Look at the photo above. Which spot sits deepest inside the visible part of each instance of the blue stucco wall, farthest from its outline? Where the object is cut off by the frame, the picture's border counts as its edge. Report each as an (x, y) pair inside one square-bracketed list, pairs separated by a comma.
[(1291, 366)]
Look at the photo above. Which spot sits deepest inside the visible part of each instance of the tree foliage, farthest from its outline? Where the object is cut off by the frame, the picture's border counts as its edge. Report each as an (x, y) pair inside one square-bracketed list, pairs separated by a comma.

...

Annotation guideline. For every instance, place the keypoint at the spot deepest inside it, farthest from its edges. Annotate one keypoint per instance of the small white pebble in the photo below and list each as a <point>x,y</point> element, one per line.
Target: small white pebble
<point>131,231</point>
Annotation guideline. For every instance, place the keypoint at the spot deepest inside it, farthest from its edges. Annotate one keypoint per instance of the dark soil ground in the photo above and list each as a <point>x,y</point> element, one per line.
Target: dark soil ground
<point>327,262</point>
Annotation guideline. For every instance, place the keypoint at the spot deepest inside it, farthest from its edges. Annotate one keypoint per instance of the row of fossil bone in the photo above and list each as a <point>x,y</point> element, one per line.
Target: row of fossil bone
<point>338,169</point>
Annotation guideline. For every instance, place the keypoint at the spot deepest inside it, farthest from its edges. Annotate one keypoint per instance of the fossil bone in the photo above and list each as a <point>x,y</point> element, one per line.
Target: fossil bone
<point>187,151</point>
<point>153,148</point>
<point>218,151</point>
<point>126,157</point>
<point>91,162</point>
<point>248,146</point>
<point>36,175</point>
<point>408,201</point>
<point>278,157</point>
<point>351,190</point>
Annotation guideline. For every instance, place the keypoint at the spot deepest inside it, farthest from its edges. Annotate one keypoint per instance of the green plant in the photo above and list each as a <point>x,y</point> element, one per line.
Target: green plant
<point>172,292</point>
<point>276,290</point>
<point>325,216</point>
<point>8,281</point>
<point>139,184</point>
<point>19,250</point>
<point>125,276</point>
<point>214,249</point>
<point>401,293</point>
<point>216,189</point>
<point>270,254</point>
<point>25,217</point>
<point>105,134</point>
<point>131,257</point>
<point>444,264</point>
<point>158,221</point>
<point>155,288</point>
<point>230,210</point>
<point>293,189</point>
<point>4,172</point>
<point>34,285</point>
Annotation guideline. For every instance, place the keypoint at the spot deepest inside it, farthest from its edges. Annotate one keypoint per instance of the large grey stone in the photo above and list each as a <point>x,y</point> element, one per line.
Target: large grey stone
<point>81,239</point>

AIM OF THE EXERCISE:
The lines to extract from the data above begin with the line containing "Target: dark soil ground" and end with the line containing "of the green". Extract them exactly, including both.

RESULT FOR THIS TASK:
Target: dark soil ground
<point>327,262</point>
Annotation guideline. For every instance, place the keypoint at the spot deepest inside it, farthest from its edges. Annotate one keypoint per instance of the row of fossil bone in the photo above and list each as a <point>x,y</point> element, one per line.
Target: row of fossil bone
<point>338,169</point>
Annotation guideline. For every instance, place the keypoint at the spot deepest inside it, farthest from its edges. Annotate one keypoint per instance of the fossil bone in the photo above and list each as a <point>x,y</point> element, one per line.
Target: fossil bone
<point>187,151</point>
<point>153,148</point>
<point>218,151</point>
<point>126,157</point>
<point>91,162</point>
<point>248,146</point>
<point>36,175</point>
<point>408,201</point>
<point>278,157</point>
<point>351,190</point>
Annotation guideline. For every instance, place the keypoint at the spot deepest inside it, farthest from its edges. Annotate one keypoint per instance of the green plant in the photo above and list each as a <point>x,y</point> element, one per line.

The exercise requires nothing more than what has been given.